## [The task]
Reproduce every one of the records below word for word, keeping each line as it appears.

# start of Data shown

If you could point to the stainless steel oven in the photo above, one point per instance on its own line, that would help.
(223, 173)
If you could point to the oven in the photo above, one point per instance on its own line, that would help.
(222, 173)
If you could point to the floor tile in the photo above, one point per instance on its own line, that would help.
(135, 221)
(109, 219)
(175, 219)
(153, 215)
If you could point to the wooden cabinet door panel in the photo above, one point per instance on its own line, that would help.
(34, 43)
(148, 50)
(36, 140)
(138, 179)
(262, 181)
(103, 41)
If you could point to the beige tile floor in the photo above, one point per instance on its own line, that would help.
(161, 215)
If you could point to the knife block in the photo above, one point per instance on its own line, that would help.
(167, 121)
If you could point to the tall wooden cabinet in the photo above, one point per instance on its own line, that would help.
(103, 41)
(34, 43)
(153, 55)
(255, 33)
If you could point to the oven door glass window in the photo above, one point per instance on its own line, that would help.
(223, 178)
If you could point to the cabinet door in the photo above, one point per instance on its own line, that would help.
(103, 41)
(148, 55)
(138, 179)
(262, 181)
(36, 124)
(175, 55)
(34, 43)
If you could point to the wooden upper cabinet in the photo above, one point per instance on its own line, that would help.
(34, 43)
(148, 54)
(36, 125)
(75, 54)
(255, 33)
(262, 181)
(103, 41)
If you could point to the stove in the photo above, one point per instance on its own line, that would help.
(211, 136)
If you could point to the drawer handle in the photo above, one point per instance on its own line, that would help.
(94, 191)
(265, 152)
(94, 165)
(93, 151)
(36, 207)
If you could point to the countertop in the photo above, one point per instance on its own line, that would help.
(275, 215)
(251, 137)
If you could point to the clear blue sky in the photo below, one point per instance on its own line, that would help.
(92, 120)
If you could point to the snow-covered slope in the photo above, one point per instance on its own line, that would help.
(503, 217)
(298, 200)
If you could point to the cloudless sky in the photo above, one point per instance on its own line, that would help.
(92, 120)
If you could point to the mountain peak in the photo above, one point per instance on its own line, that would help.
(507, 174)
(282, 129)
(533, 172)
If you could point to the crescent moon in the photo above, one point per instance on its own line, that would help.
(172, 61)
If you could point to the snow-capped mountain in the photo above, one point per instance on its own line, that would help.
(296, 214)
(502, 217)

# end of Data shown

## [Solution for this exercise]
If you could point to the stainless steel oven in the photo above, one point per instance on its own line, that would help.
(223, 173)
If you could point to the oven in the photo above, one point per instance on its own line, that would help.
(222, 173)
If you could point to the floor tile in the photo above, one point per instance on its own line, that would help.
(135, 221)
(109, 219)
(175, 219)
(153, 215)
If you could point to the wooden cabinet door panel in the photo above, one point per instance on its own line, that would help.
(34, 43)
(148, 50)
(36, 140)
(138, 179)
(262, 181)
(103, 41)
If you could point to the beige tile floor in the photo above, one point per instance on its own line, that would help.
(161, 215)
If you could point to the knife block in the photo above, one point per instance on its own line, that would help.
(167, 121)
If you could point to the tall wooden cabinet in the photo above, one point per instance on its own line, that would help.
(103, 41)
(34, 43)
(153, 55)
(255, 33)
If you could point to the oven door glass window in the photo above, one point per instance on its own line, that would help.
(223, 178)
If you could point to the cabinet door in the photo above, one point per instance on its own line, that would help.
(103, 41)
(148, 55)
(138, 179)
(262, 181)
(36, 124)
(175, 55)
(34, 43)
If you could point to the wooden upper cabinet in the photo above, one point per instance on its own line, that would help.
(34, 43)
(148, 54)
(36, 125)
(75, 54)
(255, 33)
(262, 181)
(103, 41)
If you could point to the stove in the photo above, one point per instance on its own line, that would help.
(211, 136)
If you could point to the drawer handle in the photo above, one point per instance on its own line, that would help.
(94, 191)
(265, 152)
(94, 165)
(93, 151)
(36, 207)
If you could point to the countertop in the photo above, one point per instance on its own line, that would help.
(275, 215)
(251, 137)
If you could point to the clear blue sky in the photo below, one point per instance on its own line, that would help.
(92, 120)
If you could point to the snow-covered slope in the photo above, one point per instance on its own line, that would help.
(503, 217)
(298, 200)
If you could point to the cloudless sky in the photo above, one point per instance on its own line, that would help.
(92, 120)
If you could point to the mountain peak in the photo above, one point per instance on its own line, that would help.
(507, 174)
(282, 129)
(533, 172)
If you could point to the crescent moon in the photo above, one point per instance on its own line, that would help.
(172, 61)
If you could point to the snow-capped mountain in the photo above, one point per instance on its own line, that would help.
(296, 214)
(502, 217)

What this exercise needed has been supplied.